Task objective:
The records below should be written out again, exactly.

[Extracted records start]

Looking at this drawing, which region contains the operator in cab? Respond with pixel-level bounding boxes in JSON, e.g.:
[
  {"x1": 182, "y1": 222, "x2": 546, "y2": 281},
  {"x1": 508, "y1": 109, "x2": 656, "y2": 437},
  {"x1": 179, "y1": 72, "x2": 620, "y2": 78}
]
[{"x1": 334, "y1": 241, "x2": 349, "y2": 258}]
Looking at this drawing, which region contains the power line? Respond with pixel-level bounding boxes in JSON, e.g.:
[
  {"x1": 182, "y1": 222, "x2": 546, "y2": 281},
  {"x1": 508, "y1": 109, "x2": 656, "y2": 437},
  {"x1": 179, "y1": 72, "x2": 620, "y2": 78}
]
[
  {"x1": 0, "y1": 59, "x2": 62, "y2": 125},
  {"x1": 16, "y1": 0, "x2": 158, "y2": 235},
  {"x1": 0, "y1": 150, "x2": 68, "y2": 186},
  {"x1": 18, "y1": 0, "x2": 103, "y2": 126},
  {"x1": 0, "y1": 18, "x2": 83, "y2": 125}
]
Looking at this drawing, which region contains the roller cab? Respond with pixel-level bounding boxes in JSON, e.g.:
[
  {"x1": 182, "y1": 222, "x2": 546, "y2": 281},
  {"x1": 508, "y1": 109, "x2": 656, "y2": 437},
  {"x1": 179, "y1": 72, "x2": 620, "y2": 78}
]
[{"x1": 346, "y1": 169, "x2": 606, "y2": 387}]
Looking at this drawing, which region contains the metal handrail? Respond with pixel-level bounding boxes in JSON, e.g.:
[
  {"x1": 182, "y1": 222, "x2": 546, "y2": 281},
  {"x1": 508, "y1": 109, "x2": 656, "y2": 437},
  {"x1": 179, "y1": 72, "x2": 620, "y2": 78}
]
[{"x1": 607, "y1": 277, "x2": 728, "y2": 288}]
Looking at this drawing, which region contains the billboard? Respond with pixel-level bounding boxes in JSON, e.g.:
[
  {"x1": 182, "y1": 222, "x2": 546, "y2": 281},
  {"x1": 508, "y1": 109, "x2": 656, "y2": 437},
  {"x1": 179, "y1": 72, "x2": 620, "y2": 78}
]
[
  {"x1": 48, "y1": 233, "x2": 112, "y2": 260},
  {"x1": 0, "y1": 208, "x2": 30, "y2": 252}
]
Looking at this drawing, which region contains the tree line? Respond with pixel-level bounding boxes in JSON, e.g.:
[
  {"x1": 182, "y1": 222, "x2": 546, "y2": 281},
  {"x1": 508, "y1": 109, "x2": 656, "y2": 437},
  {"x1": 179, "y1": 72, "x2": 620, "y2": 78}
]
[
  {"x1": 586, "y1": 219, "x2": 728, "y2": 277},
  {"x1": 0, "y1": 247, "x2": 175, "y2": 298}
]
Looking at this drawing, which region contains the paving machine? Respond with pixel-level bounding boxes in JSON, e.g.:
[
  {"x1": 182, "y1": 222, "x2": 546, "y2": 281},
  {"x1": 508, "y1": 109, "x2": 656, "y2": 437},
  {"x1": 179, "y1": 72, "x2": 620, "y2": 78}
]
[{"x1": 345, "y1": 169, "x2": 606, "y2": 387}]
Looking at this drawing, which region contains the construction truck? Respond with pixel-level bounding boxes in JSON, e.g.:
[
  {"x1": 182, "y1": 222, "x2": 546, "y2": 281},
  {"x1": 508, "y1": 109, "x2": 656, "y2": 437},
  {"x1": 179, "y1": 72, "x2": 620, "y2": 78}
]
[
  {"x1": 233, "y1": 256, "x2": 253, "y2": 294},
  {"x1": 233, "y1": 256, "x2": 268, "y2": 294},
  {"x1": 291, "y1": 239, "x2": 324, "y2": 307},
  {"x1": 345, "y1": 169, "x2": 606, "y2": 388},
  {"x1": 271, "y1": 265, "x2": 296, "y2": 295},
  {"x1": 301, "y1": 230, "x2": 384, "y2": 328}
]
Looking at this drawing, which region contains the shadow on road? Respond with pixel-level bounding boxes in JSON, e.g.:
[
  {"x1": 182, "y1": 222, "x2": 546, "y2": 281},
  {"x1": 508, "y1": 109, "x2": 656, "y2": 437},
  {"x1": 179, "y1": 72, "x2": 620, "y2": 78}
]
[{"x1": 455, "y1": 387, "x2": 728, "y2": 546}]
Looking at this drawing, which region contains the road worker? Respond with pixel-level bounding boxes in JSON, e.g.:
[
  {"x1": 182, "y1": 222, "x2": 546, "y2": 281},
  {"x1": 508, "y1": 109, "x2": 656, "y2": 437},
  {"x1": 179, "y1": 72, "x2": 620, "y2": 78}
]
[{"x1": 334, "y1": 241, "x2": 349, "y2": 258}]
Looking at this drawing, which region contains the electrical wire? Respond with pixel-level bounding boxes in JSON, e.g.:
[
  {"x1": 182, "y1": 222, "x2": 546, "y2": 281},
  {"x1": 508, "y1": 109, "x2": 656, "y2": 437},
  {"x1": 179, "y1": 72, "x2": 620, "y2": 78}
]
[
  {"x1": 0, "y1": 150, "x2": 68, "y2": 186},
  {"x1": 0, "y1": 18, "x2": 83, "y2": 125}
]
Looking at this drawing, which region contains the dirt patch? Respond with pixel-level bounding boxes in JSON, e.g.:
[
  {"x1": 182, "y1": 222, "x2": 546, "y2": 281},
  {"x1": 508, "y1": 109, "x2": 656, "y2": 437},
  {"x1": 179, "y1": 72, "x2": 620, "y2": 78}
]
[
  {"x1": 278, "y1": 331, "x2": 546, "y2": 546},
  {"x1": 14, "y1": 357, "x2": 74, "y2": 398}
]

[Extracted records end]

Finished task:
Looking at this drawing, which region contains the operator in cab? Respond with pixel-level bounding boxes in JSON, e.g.:
[
  {"x1": 182, "y1": 222, "x2": 546, "y2": 281},
  {"x1": 508, "y1": 109, "x2": 656, "y2": 437},
  {"x1": 179, "y1": 72, "x2": 620, "y2": 78}
]
[{"x1": 334, "y1": 241, "x2": 349, "y2": 258}]
Looking at this drawing, which region contains the power line? Respond with pixel-level bounding boxes in JSON, e.g.:
[
  {"x1": 182, "y1": 222, "x2": 546, "y2": 281},
  {"x1": 508, "y1": 109, "x2": 656, "y2": 437},
  {"x1": 179, "y1": 72, "x2": 620, "y2": 78}
]
[
  {"x1": 0, "y1": 59, "x2": 62, "y2": 125},
  {"x1": 16, "y1": 0, "x2": 158, "y2": 235},
  {"x1": 0, "y1": 150, "x2": 68, "y2": 186},
  {"x1": 18, "y1": 0, "x2": 103, "y2": 126},
  {"x1": 0, "y1": 18, "x2": 83, "y2": 125}
]
Looking at this drawing, which region contains the roller cab? Respond with pixel-level bounding boxes in JSON, e.g.:
[
  {"x1": 182, "y1": 222, "x2": 546, "y2": 281},
  {"x1": 508, "y1": 109, "x2": 656, "y2": 437},
  {"x1": 179, "y1": 72, "x2": 620, "y2": 78}
]
[{"x1": 346, "y1": 169, "x2": 606, "y2": 387}]
Looking at this drawing, which region contains the metal handrail? Respond with pixel-level bounding boxes in JSON, e.g.:
[
  {"x1": 182, "y1": 222, "x2": 546, "y2": 281},
  {"x1": 508, "y1": 109, "x2": 656, "y2": 437},
  {"x1": 179, "y1": 72, "x2": 620, "y2": 78}
]
[{"x1": 607, "y1": 277, "x2": 728, "y2": 288}]
Looking at this drawing, which region contains the billboard? Respond with pixel-level bounding boxes in JSON, e.g.:
[
  {"x1": 182, "y1": 222, "x2": 546, "y2": 281},
  {"x1": 508, "y1": 109, "x2": 656, "y2": 437},
  {"x1": 179, "y1": 72, "x2": 620, "y2": 78}
]
[
  {"x1": 48, "y1": 233, "x2": 112, "y2": 260},
  {"x1": 0, "y1": 208, "x2": 30, "y2": 252}
]
Looking at this drawing, which region contains the tree line? Respond with pixel-level bounding boxes in JSON, e.g.:
[
  {"x1": 182, "y1": 222, "x2": 546, "y2": 281},
  {"x1": 508, "y1": 109, "x2": 656, "y2": 437},
  {"x1": 179, "y1": 72, "x2": 620, "y2": 78}
]
[
  {"x1": 586, "y1": 219, "x2": 728, "y2": 277},
  {"x1": 0, "y1": 247, "x2": 175, "y2": 298}
]
Looking at this drawing, which region contains the paving machine? Respond with pixel-level bounding boxes in JSON, e.g.:
[
  {"x1": 182, "y1": 222, "x2": 546, "y2": 281},
  {"x1": 508, "y1": 109, "x2": 656, "y2": 437},
  {"x1": 179, "y1": 72, "x2": 620, "y2": 78}
]
[{"x1": 345, "y1": 169, "x2": 606, "y2": 387}]
Looking at this drawing, which region contains the construction truck? Respond with pixel-level bounding boxes in JSON, e.g.:
[
  {"x1": 182, "y1": 222, "x2": 546, "y2": 281},
  {"x1": 508, "y1": 109, "x2": 656, "y2": 437},
  {"x1": 179, "y1": 72, "x2": 620, "y2": 78}
]
[
  {"x1": 233, "y1": 256, "x2": 253, "y2": 294},
  {"x1": 233, "y1": 256, "x2": 268, "y2": 294},
  {"x1": 291, "y1": 239, "x2": 324, "y2": 307},
  {"x1": 345, "y1": 169, "x2": 606, "y2": 388},
  {"x1": 271, "y1": 265, "x2": 296, "y2": 295},
  {"x1": 301, "y1": 230, "x2": 384, "y2": 328}
]
Looking at this drawing, which region contains the shadow on road? Respond with pixel-level bounding boxes in JSON, e.g.:
[
  {"x1": 182, "y1": 222, "x2": 546, "y2": 281},
  {"x1": 508, "y1": 109, "x2": 656, "y2": 437},
  {"x1": 179, "y1": 72, "x2": 620, "y2": 78}
]
[{"x1": 455, "y1": 387, "x2": 728, "y2": 546}]
Looking at this drawing, which region contains the road worker? Respond with pixel-level bounding boxes in JSON, e.g.:
[
  {"x1": 182, "y1": 222, "x2": 546, "y2": 281},
  {"x1": 508, "y1": 109, "x2": 656, "y2": 437},
  {"x1": 179, "y1": 72, "x2": 620, "y2": 78}
]
[{"x1": 334, "y1": 241, "x2": 349, "y2": 258}]
Looking at this drawing, which region contains the electrical wire? Respond with pixel-level bounding boxes in JSON, e.g.:
[
  {"x1": 182, "y1": 222, "x2": 546, "y2": 281},
  {"x1": 508, "y1": 109, "x2": 656, "y2": 437},
  {"x1": 179, "y1": 72, "x2": 620, "y2": 78}
]
[
  {"x1": 0, "y1": 150, "x2": 68, "y2": 186},
  {"x1": 0, "y1": 18, "x2": 83, "y2": 125}
]
Looking at this drawing, which region contains the dirt patch? Respond with pixel-level bounding boxes in JSON, e.g.:
[
  {"x1": 182, "y1": 222, "x2": 546, "y2": 281},
  {"x1": 508, "y1": 109, "x2": 656, "y2": 437},
  {"x1": 179, "y1": 72, "x2": 620, "y2": 78}
]
[
  {"x1": 278, "y1": 331, "x2": 546, "y2": 546},
  {"x1": 14, "y1": 357, "x2": 74, "y2": 398}
]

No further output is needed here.